[Dataset entries]
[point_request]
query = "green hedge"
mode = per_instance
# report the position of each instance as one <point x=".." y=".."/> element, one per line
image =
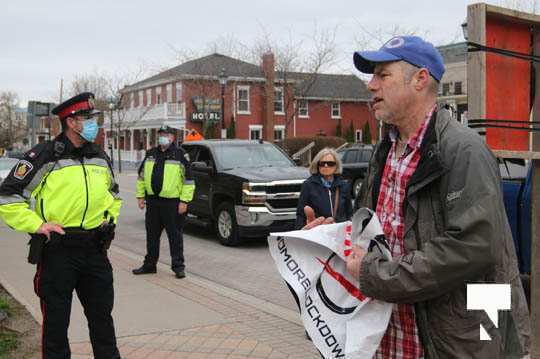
<point x="293" y="145"/>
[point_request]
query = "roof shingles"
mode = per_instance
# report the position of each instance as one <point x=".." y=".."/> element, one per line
<point x="308" y="85"/>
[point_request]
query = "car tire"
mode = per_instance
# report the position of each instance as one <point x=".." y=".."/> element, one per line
<point x="225" y="225"/>
<point x="357" y="186"/>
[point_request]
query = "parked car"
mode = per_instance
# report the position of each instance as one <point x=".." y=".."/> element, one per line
<point x="243" y="188"/>
<point x="6" y="164"/>
<point x="355" y="160"/>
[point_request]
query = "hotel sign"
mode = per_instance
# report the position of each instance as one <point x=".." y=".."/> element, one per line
<point x="205" y="116"/>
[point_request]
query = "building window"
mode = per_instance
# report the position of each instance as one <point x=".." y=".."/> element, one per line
<point x="278" y="100"/>
<point x="457" y="88"/>
<point x="279" y="132"/>
<point x="148" y="97"/>
<point x="336" y="110"/>
<point x="303" y="108"/>
<point x="169" y="93"/>
<point x="446" y="88"/>
<point x="158" y="95"/>
<point x="255" y="132"/>
<point x="358" y="135"/>
<point x="243" y="99"/>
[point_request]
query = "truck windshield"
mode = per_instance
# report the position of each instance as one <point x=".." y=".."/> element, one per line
<point x="256" y="155"/>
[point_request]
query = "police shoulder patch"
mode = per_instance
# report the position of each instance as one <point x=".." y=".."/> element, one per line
<point x="22" y="169"/>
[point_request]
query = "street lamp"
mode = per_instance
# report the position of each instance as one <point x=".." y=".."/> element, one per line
<point x="112" y="106"/>
<point x="223" y="81"/>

TASK DETAILS:
All the lines above should be reproduced exactly, and none of the pictures.

ANSWER SECTION:
[point_request]
query = "green hedge"
mode = per_instance
# report the position of each instance as one <point x=".." y=".."/> element, one per line
image =
<point x="293" y="145"/>
[point_request]
query = "roof shingles"
mode = per_instance
# report the position of each instance as one <point x=".." y=".."/> element, one per line
<point x="308" y="85"/>
[point_request]
query = "car tire"
mode = per_instance
# report the position of each instance as one <point x=".." y=".."/> element, one per line
<point x="225" y="225"/>
<point x="357" y="186"/>
[point_request]
query = "parked car"
mode = per_instance
# report the position of each instance as one <point x=".." y=".."/> element, one per line
<point x="243" y="188"/>
<point x="6" y="164"/>
<point x="355" y="160"/>
[point_request]
query = "hotel sign"
mode = per_instance
# report the position of each instance as one <point x=".." y=".."/> element, one per line
<point x="205" y="116"/>
[point_request]
query = "building window"
mode = per_instance
# report the position of each instance as one <point x=".." y=".."/> element, one per line
<point x="278" y="100"/>
<point x="457" y="88"/>
<point x="279" y="132"/>
<point x="148" y="97"/>
<point x="336" y="110"/>
<point x="303" y="108"/>
<point x="169" y="93"/>
<point x="446" y="88"/>
<point x="158" y="95"/>
<point x="255" y="132"/>
<point x="358" y="135"/>
<point x="243" y="99"/>
[point_request]
query = "truck windshield"
mode = per_instance
# report the position of each instance as one <point x=".." y=".."/> element, one per line
<point x="256" y="155"/>
[point_request]
query = "police shoulder patch"
mode = per_instance
# report the position of each instance as one <point x=".." y=".."/> element, one per line
<point x="22" y="169"/>
[point_request]
query = "street lamp"
mode = per_instance
# report the position of each instance as one <point x=".." y=".."/> element, one per line
<point x="112" y="106"/>
<point x="223" y="81"/>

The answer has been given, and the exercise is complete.